[Point labeling dataset excerpts]
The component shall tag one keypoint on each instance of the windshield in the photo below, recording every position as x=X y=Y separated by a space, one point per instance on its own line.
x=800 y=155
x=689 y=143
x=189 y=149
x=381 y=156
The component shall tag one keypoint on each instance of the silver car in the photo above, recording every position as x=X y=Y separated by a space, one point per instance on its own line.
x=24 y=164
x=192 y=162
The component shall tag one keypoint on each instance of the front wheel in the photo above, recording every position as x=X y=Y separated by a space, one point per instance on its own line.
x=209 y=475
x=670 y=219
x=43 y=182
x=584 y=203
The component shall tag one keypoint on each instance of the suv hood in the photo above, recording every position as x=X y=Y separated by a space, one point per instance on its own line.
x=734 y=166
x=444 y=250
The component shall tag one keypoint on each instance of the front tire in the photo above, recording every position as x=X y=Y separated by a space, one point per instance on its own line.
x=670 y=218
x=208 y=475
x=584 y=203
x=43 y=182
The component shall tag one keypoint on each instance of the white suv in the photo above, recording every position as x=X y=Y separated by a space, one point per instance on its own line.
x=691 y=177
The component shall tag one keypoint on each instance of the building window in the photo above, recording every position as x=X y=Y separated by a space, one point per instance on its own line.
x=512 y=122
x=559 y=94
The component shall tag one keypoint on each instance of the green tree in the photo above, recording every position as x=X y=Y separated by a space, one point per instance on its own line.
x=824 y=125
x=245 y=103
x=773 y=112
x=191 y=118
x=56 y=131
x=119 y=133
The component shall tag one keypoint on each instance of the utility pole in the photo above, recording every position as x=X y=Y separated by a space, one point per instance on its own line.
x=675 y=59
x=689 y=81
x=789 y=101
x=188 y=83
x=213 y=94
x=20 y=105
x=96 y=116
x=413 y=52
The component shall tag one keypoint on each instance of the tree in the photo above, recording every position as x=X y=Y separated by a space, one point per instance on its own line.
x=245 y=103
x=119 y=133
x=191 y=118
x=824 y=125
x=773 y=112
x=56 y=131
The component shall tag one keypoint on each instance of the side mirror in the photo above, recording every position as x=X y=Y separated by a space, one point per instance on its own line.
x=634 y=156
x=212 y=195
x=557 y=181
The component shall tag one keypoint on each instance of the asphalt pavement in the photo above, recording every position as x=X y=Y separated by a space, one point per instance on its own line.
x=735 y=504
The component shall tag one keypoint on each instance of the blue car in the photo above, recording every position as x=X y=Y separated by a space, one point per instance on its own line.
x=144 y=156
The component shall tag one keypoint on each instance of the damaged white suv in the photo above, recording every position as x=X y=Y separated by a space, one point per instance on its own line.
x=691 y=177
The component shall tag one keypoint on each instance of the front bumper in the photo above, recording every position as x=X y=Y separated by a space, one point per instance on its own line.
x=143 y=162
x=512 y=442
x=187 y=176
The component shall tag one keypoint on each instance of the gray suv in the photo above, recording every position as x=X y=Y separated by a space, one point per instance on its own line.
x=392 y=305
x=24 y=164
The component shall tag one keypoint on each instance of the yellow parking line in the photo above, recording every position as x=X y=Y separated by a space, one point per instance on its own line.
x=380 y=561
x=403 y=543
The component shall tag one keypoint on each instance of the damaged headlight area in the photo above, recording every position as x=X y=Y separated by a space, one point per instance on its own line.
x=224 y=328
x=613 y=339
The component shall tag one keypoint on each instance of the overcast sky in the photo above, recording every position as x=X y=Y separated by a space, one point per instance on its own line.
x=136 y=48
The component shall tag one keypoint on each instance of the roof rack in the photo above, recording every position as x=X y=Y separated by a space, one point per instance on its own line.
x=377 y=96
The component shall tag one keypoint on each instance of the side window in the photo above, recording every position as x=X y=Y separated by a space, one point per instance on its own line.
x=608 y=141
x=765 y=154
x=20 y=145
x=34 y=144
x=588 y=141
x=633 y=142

What to produce: Please write out all the items above again, substituting "must" for each "shall" and leaving everything else unchanged.

Output of the task:
The component must tag one keypoint on each instance of the windshield in the photo below, recording every position as x=X y=Y separated by a space, one point per instance on its own line.
x=800 y=155
x=689 y=143
x=189 y=149
x=381 y=156
The component must tag one keypoint on each instance of the silver car in the photo above, recording every position as x=X y=Y separated by a space, one point per instance on its own line.
x=24 y=164
x=192 y=162
The component must tag one keypoint on each instance of the front wheel in the photo above, recording every position as x=X y=Y separated by a space, one point per instance on its own line.
x=209 y=475
x=670 y=219
x=43 y=182
x=584 y=203
The component must tag one keypoint on each instance of the suv hood in the photo above, recording every position as x=X y=Y separated by a space, one point per instance on its own line.
x=734 y=166
x=444 y=250
The component must tag one keypoint on each instance of the front tire in the photo above, recording every position as x=X y=Y separated by a space, one point per instance on its own line.
x=670 y=218
x=208 y=475
x=584 y=203
x=43 y=182
The component must tag one keypoint on each instance of the white suv in the photo above, recording every position as x=X y=Y separated by a space, one point per instance on its own line.
x=691 y=177
The component must tag one keypoint on each instance of the building window in the photo above, recording every position as x=X y=Y separated by a space, one point per instance on its own line.
x=512 y=122
x=559 y=94
The component must tag one keypoint on each instance of the green tree in the photo above, recording every position as x=X y=Y separated by a space, one point per instance on its own line.
x=824 y=125
x=245 y=103
x=773 y=112
x=191 y=118
x=56 y=131
x=119 y=133
The component must tag one keypoint on each instance of the utility pole in the photo above, recording every position as x=X y=Y separated by a space, one point per instance on its own line.
x=675 y=59
x=689 y=81
x=789 y=101
x=188 y=83
x=213 y=94
x=20 y=105
x=96 y=116
x=413 y=52
The component must tag one keypoint on each instance of the tree in the photo above, recording every position as x=X y=Y separated by a space, one point per instance on its own line.
x=245 y=103
x=119 y=133
x=191 y=118
x=824 y=125
x=773 y=112
x=56 y=131
The component must tag one keypoint on each instance of the side mirror in the photo above, recording every position as x=X y=Y separated by a space, one point per instance on its own line.
x=634 y=156
x=212 y=195
x=557 y=181
The component must tag one keypoint on each instance of the asphalt pavement in the photo above, recording every position as x=X y=Y separated by a space, one point per instance on its own line.
x=735 y=504
The component must tag one keypoint on each instance of the blue car in the photo above, recording every position as x=X y=Y separated by a space, one point per instance on its own line.
x=144 y=156
The component must tag one keypoint on each instance of the damaged white suv in the photo above, recording every position as x=X y=Y separated by a space, one point per instance on its own line.
x=691 y=177
The component must tag one keypoint on each instance of the front bumper in the photo above, recording every position as x=X y=Y separated by a space, one point per instance on its own line.
x=143 y=162
x=512 y=442
x=187 y=176
The component must tag one keypoint on each instance of the gray suv in the photo above, recording every position as x=X y=Y separated by a space, one point per instance on its own line.
x=392 y=305
x=24 y=164
The component must tag one keypoint on each instance of the yellow parking line in the photo above, recording every position as x=X y=Y separated by a space, one point per instance on its own line.
x=380 y=561
x=403 y=543
The component must tag one keypoint on each instance of the damaged headlight area in the photo above, recording every position as x=X y=Y separated by a space, one point per instance on its own line.
x=224 y=328
x=613 y=339
The component must tag one keypoint on each instance of the overcast sky in the photo above, recording every position as x=X y=Y separated by a space, one point per instance on its own line.
x=136 y=48
The component must tag one keypoint on each instance of the roof rack in the photo above, recording every position as x=X y=Y separated by a space, one point per instance on its own line.
x=377 y=96
The component must tag one keypoint on each instance of the side window in the photo above, recording every position as x=X y=Y separated by a space, one point per instance on its own line.
x=608 y=141
x=765 y=154
x=20 y=145
x=34 y=144
x=588 y=141
x=633 y=142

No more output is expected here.